DOCUMENT TEXT:
* begin *

Water level has been the common river parameter with regard to flood monitoring. Devices and sensors utilized for this purpose practically started for storage tanks monitoring application and became a demand in manufacturing industries and power plants. Several researches and innovations were done and came out with contact and non-contact type of water level sensors. Non-contact detection for water level purpose is wireless in nature, either through microwave frequencies, image processing or ultrasonic signals. Submersible-type sensors or contact sensors, on the other hand, need to be physically contained in the water area in order to read the liquid level in a discrete or continuous category [19]. Continuous-level transducers monitor the liquid level in an unceasing fashion as long as the liquid surface will be within its sensing range. Some known technologies used for continuous monitoring were: floating sensors [5, 9]; pressure-based sensors [8, 10, 21]; ultrasonic-level sensors [17]; and capacitive sensors [4, 6, 11,12,13, 22].

In contrast, discrete-level indicators only operate when it made contact with the water. Known sensing method of this type is the simple switch-type sensors using two contacts as impedance measurement probes. If the fluid level touches the two probes, low impedance will be attained by the switch-type sensor. Conducting metal strips working under the principle of electrical conduction of water were utilized as level probes. Sensor drivers and microcontrollers act as the support for this system in automation. Umeh et al. [20] came up with a study to detect a high and low water content within a storage tank. A study of the two copper conductors of electrical conduction concept that uses iron rod and nozzles in liquid level sensing through electrical conductivity of water was also designed and implemented [3, 14]. This contact-type setup was able to detect up to four levels through connectivity of the four nozzles and the grounded iron rod if it touches the water. Similar applications presented by Abdurrahman et al. [2] with only two sensing probes were used in soil moisture detection intended for irrigation and a multi-probe designed by Ebere and Franscisca [7] for water tank.

The aforementioned sensing techniques applied in their respective experiments were shown to have functioned well. They were tested on controlled areas which follow a fixed water movement and characteristics, for example, a storage tank or a reservoir. However, their capability to operate reliably on remote freshwater environment was not tested. Their performance to the unpredictable behavior of river water was still unverified. In addition, several external factors can occur and bring hindrance to the measurement performance. For example, the vertically mounted wireless sensors, which were the commonly installed sensor to measure river heights, have several disadvantages compared to contact types with regard to height measurement accuracy. Just the same problem with the floating sensors, wireless sensors can encounter problems on factors such as ripple variability and intrusion of other floating solid materials, which could produce inaccurate result in water level measurement. On the other hand, the designs presented for capacitive sensing were not favorable for isolated hilly areas. Capacitive sensors and pressure-based sensors can have problems in river applications for its physical composition can be affected by small residues such as sand and other micrometallic particles. Only the previously presented water level monitoring method that has the characteristics to work on river waters is the switching-type technique. Aside from its physical contact with water, its major advantage is the simple “on” and “off” sensing concept which similarly implies that water was detected or not and independently works normal on varying temperature and weather. Although this type of sensing was commonly utilized on tanks and reservoirs, the technique was still not tested for long-term river applications, as there were no any available scientific documents to support its experimentation on rivers.

* end *

EXERCISES:
A) Determine whether each statement below agrees with the passage on water level sensors. Answer yes or no for each, and quote the deciding words of the passage exactly.
(i) Non-contact water level detection is wireless.
(ii) The setup with nozzles and a grounded iron rod could detect up to six levels.
(iii) The switching-type technique had already been tested for long-term river applications.
B) Using the passage on water level sensors, answer each question below.
(i) What did the study by Umeh et al. aim to detect?
(ii) What can affect the physical composition of capacitive and pressure-based sensors in river applications?
(iii) For what purpose did Abdurrahman et al. use two sensing probes?
C) Continue the passage on water level sensors from its final sentence.

DATA SHOWN:
* begin *

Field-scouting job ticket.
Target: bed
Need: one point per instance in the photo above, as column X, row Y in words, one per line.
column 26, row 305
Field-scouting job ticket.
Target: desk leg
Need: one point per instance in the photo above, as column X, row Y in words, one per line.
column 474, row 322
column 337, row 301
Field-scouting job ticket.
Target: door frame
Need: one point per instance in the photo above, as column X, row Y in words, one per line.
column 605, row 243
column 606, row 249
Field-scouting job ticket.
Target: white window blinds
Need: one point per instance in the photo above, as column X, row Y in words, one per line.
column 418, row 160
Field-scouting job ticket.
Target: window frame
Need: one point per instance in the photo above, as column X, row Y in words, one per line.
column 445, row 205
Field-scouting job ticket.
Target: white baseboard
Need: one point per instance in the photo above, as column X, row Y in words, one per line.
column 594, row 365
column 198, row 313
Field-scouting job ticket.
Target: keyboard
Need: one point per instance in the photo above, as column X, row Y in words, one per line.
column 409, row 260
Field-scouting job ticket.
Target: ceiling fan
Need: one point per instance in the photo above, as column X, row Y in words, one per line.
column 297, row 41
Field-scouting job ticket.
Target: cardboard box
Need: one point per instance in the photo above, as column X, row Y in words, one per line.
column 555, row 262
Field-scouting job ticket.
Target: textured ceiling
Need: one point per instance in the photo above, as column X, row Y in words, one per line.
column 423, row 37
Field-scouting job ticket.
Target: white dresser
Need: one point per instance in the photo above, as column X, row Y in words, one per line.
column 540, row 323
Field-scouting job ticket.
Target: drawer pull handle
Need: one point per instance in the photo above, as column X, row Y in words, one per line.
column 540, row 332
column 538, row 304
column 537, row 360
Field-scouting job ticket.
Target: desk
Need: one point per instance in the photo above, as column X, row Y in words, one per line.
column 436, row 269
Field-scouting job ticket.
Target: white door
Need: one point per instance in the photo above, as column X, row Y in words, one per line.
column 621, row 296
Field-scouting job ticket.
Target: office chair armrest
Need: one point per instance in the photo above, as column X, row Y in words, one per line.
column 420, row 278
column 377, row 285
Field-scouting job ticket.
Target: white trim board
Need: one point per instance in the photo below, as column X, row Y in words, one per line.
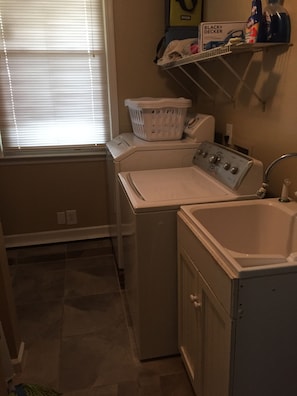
column 58, row 236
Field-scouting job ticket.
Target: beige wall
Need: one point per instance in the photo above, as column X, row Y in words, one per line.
column 31, row 194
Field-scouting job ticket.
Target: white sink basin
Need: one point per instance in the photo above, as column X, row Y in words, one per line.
column 255, row 232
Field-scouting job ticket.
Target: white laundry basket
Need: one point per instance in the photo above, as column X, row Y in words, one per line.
column 158, row 118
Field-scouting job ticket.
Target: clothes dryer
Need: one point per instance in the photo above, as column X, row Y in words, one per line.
column 150, row 200
column 128, row 152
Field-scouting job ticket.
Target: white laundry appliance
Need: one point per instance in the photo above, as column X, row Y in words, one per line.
column 128, row 152
column 149, row 203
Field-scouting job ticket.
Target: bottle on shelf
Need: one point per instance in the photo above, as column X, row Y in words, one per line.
column 276, row 23
column 253, row 23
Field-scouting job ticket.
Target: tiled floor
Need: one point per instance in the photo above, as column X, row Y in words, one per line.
column 72, row 319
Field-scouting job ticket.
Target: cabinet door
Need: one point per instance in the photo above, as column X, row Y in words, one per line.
column 215, row 353
column 189, row 313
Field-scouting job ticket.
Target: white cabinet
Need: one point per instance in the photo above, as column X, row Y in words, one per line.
column 204, row 331
column 237, row 336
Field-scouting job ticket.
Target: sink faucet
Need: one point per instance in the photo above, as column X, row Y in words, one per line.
column 263, row 189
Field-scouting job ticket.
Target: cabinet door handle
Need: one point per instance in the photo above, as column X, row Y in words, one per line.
column 195, row 301
column 193, row 297
column 197, row 304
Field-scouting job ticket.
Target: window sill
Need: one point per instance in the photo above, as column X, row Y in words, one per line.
column 83, row 156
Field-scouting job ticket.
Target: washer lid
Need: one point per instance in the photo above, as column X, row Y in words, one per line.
column 126, row 144
column 175, row 184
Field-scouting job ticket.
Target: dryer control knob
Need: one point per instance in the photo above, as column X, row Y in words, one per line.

* end *

ANSWERS FOR THE EXERCISE:
A)
(i) Yes: "Non-contact detection for water level purpose is wireless in nature"
(ii) No: "This contact-type setup was able to detect up to four levels"
(iii) No: "the technique was still not tested for long-term river applications"

B)
(i) A high and low water content within a storage tank.
(ii) Small residues such as sand and other micrometallic particles.
(iii) Soil moisture detection intended for irrigation.

C)
In order to establish the favorable monitoring accuracy of the contact-type switching method, this study investigates the performance of the designed low-cost water level prototype specifically intended for accurate real-time detection of river water level. This could be a useful hardware for an effective flood monitoring device.

1.1 Outdoor environmental factors

The study of Talling [18] states that chemical composition normally changes during the downward passage of water in a river due to some reasons such as man-made pollutants and the exchange of gases between water and atmosphere. These air pollutants attack copper, leading to the appearance of corrosion on the metal’s surfaces [16]. Since all uncontrollable materials possibly exist in the open environment, it is regarded as the greatest source of corrosion which turns out to be a factor that should be considered in addition to the effects on the electrical performance brought by temperature change. Corrosion has greater effect on the performance of conducting wires through its decreased current–voltage characteristics [1]. Corrosion is mostly influenced by environmental and atmospheric factors.

2 Materials and methods

The aim of this setup was to test the reading capability of the system amid longer exposure to river areas under changing climatic conditions. With this, the reliability of the system in accordance with its expected function will be defined. The study was limited to assessing the performance of the device itself under the notion that it can reliably produce accurate results and that the designed electronics circuitry can continuously operate on a longer time period under heat and moisture regardless of the river water characteristics. Thus, majority of the experiment was conducted in two separate river areas as the water level detection system was purposely developed for fluvial flood monitoring.

The developed water detection system prototype is composed of a detection circuit, the sensing probes, a microcontroller and a real-time clock (RTC) module. The entire hardware system (Fig. 1) works together with the microcontroller program in order to automate its required function. The RTC module was installed for time log during the experimentation.

Fig. 1
figure 1

The microcontroller acts as the pulse detector in the water level sensing process

2.1 The water level circuit

The circuit is composed of two PNP bipolar junction transistors configured into Darlington pair (Fig. 2). This is a common configuration where two transistors (T1 and T2) have its emitter terminal connected to the base terminal of the other transistor, sharing the same collectors. With this configuration, high current gain results from the collector-to-collector terminal from the low trigger current of the base terminal of T2. The input probes will be the level sensors, and the output probes will be directly connected to the input ports of the microcontroller. Ground wires serve as the common probe wherein low impedance is achieved whenever it touches one of the probes. The low impedance state enables the DC voltage to be driven out to the microcontroller with sufficient current and considered as a single pulse.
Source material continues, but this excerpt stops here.